[Items from a dataset]
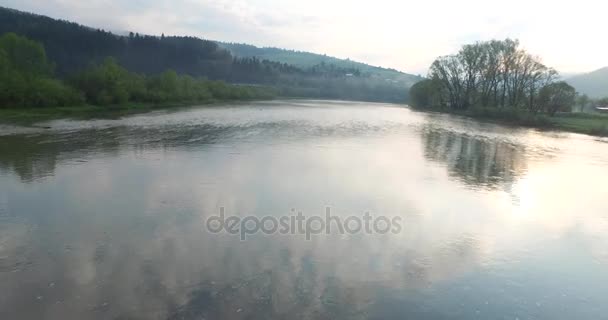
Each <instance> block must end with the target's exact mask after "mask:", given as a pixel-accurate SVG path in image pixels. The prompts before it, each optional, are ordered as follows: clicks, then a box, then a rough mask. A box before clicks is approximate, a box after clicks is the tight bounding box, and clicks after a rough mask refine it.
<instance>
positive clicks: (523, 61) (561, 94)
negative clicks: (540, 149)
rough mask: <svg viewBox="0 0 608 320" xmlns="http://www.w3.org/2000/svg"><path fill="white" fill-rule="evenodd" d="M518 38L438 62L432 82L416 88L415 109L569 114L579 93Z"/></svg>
mask: <svg viewBox="0 0 608 320" xmlns="http://www.w3.org/2000/svg"><path fill="white" fill-rule="evenodd" d="M557 79H558V73H557V71H555V70H554V69H552V68H550V67H547V66H545V65H544V64H543V63H542V62H541V61H540V60H539V59H538V58H536V57H534V56H533V55H531V54H529V53H528V52H526V51H525V50H524V49H522V48H520V46H519V42H518V41H517V40H511V39H506V40H503V41H499V40H492V41H487V42H478V43H475V44H469V45H465V46H463V47H462V48H461V49H460V51H459V52H458V53H457V54H454V55H448V56H443V57H439V58H437V59H436V60H435V61H434V62H433V64H432V65H431V67H430V70H429V75H428V79H427V80H424V81H422V82H419V83H417V84H415V85H414V86H413V87H412V88H411V89H410V103H411V104H412V106H414V107H432V108H446V109H453V110H466V109H469V108H478V107H482V108H495V109H510V110H525V111H527V112H530V113H535V114H536V113H548V114H551V115H553V114H555V113H556V112H558V111H569V110H571V108H572V106H573V105H574V103H575V98H576V90H575V89H574V88H573V87H571V86H570V85H568V84H567V83H565V82H563V81H557Z"/></svg>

> [What to work on]:
Output every line of the records above as a numbered list, skipping blank lines and leaving out the pictures.

> [Solved problem]:
1. Each <instance> block must end with the target's exact mask after "mask:", given as a pixel-accurate SVG path in image pixels. The prompts before it, each optional, are ordered as follows: clicks, then a box, then a rough mask. A box before clicks is approximate, a box after clicks is the tight bounding box, and clicks after a rough mask refine it.
2. <instance>
3. positive clicks: (523, 61) (561, 94)
4. negative clicks: (540, 149)
5. rough mask: <svg viewBox="0 0 608 320" xmlns="http://www.w3.org/2000/svg"><path fill="white" fill-rule="evenodd" d="M518 38L438 62L432 82L416 88L415 109L569 114L579 93Z"/></svg>
6. mask: <svg viewBox="0 0 608 320" xmlns="http://www.w3.org/2000/svg"><path fill="white" fill-rule="evenodd" d="M557 79H558V73H557V71H555V70H554V69H552V68H550V67H547V66H545V65H544V64H543V63H542V62H541V61H540V60H539V59H538V58H536V57H534V56H533V55H531V54H529V53H528V52H526V51H525V50H524V49H522V48H520V46H519V42H518V41H517V40H511V39H506V40H503V41H499V40H492V41H487V42H478V43H475V44H469V45H465V46H463V47H462V48H461V49H460V51H459V52H458V53H457V54H454V55H448V56H443V57H439V58H437V59H436V60H435V61H434V62H433V64H432V65H431V67H430V70H429V75H428V79H427V80H424V81H422V82H419V83H417V84H415V85H414V86H413V87H412V88H411V89H410V103H411V104H412V106H414V107H432V108H446V109H453V110H466V109H469V108H478V107H482V108H495V109H510V110H525V111H527V112H530V113H535V114H536V113H548V114H551V115H553V114H555V113H556V112H558V111H569V110H571V108H572V106H573V105H574V103H575V98H576V90H575V89H574V88H573V87H571V86H570V85H568V84H567V83H565V82H563V81H557Z"/></svg>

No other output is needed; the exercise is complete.